Object position labeling entries =>
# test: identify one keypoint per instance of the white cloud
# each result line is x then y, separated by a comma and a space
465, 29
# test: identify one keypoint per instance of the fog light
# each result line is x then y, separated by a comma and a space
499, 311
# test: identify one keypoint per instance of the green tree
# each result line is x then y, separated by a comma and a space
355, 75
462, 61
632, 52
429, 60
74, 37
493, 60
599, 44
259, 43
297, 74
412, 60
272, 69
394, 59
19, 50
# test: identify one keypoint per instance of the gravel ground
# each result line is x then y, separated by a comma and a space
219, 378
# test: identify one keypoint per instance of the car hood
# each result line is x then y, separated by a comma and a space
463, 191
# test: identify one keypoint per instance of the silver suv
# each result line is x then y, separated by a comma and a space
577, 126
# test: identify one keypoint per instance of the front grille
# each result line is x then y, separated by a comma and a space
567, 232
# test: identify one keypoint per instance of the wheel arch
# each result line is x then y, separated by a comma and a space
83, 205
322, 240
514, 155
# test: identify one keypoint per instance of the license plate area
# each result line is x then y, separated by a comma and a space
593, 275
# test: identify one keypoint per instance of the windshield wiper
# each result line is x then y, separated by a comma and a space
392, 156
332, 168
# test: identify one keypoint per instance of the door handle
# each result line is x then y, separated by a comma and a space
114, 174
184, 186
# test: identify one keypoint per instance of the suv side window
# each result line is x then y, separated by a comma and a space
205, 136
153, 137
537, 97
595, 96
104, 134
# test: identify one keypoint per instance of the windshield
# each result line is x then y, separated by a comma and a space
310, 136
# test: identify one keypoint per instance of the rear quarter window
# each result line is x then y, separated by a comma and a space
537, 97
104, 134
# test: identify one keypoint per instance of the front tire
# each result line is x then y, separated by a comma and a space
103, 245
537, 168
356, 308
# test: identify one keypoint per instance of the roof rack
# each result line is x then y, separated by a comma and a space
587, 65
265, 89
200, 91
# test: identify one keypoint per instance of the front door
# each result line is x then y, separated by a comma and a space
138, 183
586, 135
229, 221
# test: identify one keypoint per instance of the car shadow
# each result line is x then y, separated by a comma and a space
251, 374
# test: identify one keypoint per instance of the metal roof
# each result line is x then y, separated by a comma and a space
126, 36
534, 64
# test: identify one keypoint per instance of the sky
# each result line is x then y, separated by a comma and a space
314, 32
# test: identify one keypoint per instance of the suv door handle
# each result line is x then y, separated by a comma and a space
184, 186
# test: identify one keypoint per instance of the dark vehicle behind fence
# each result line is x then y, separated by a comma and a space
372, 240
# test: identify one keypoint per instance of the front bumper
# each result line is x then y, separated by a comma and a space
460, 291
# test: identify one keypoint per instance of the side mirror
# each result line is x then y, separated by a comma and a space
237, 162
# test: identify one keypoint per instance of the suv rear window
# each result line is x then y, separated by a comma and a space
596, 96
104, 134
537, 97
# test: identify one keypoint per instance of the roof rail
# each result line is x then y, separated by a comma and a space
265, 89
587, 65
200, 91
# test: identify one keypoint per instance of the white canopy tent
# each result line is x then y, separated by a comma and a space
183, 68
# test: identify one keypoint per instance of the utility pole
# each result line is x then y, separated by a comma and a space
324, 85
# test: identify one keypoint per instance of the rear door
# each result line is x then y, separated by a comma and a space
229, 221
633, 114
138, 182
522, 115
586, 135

WHAT YOU SHOULD DO =>
Can you copy all of the entries above word for word, from first line to last?

EXERCISE RESULT =>
# test: identify one keypoint per instance of the white cloud
# each result line is x then y, separated by a comma and a space
465, 29
# test: identify one keypoint per instance of the fog light
# each result line is x then y, separated by a comma and a space
499, 311
# test: identify one keypoint per instance of the green tree
# each result line is x then y, separated by a comma and a space
355, 75
462, 61
632, 52
429, 60
74, 37
493, 60
599, 44
259, 43
297, 74
412, 60
272, 69
394, 59
19, 50
# test: identify one keypoint per instance of the gravel ground
# each result line is x then y, separated by a comma and a space
219, 378
# test: identify one keypoint per instance of the car hood
# each result line is x then y, separated by a comma and a space
463, 191
# test: identify one keypoint per instance of the silver suv
# each result line is x then y, separated by a comma and a space
577, 126
# test: identify one keypoint per instance of the front grille
# each result line is x then y, separated by a comma and a space
567, 232
# test: identify one keypoint per instance of the wheel arch
# each result line is x then y, separated by a comma and a space
83, 205
322, 240
514, 155
# test: identify one keypoint per instance of the license plate area
# each result line is x then y, separated by a comma and a space
593, 275
# test: identify one keypoint per instance of the windshield wiper
# each result line is x then y, separated by a comma and a space
392, 156
332, 168
# test: identify one keypoint per instance of the door handle
# each result line is x then y, separated by a comma and a space
114, 174
184, 186
# test: identify one keypoint per instance of the suv side window
# each result line is x then y, separated by a comma and a space
205, 136
153, 137
537, 97
595, 96
104, 134
# test: identify one keypoint per instance of the windshield
# each result line is x then y, separated by a comma and a space
310, 136
# test: identify one keypoint per instance of the rear quarter window
# each result line is x then y, separated by a comma and a space
537, 97
104, 134
# test: identify one keypoint per instance of the front tire
# each result line is x then y, separated by a comma and a space
103, 245
537, 168
356, 308
# test: identify one keypoint per instance of the roof rack
# each result line is x then y, separated by a comma and a space
587, 65
265, 89
200, 91
# test: identify one keypoint per instance of the front door
# each result line is x then y, separated by a comma and a space
138, 183
586, 135
229, 221
# test: identify one keypoint per instance of the car shadow
# each result line is x then y, separated by a comma and a space
251, 374
# test: identify one keypoint per instance of the metal roof
# each result line is x then y, separated by a comma and a space
126, 36
534, 64
# test: identify one keypoint per instance of the sky
# each result line is x then y, separated by a comma and a space
314, 32
# test: identify one keypoint per instance of the suv door handle
# each result line is x then y, separated by a comma and a space
184, 186
# test: identify one keypoint per instance of the dark vehicle behind fence
# each result line is x then y, separated by a comma and a space
372, 240
# test: identify one keypoint per instance of the front bumper
# each result line is x then y, separated by a comma and a space
460, 291
# test: identify one keypoint per instance of the side mirror
# each result line is x then y, separated by a comma and a space
237, 162
# test: identify one keypoint per instance of the suv rear window
# each result line is x then y, separated by a comma and a space
596, 96
104, 134
537, 97
# test: identify one keypoint per instance of the roof rail
# each result line is x then y, separated by a comma and a space
265, 89
587, 65
200, 91
# test: identify one keypoint per instance of the white canopy tent
# each result line is x then y, separated by a comma and a space
183, 68
# test: identify one keypoint per instance of the utility pole
# each result line is x then y, separated by a comma and a space
324, 85
# test: identify one keypoint per instance of the rear door
# each result line is x then y, separated by a comma and a space
229, 221
633, 114
138, 182
522, 115
586, 135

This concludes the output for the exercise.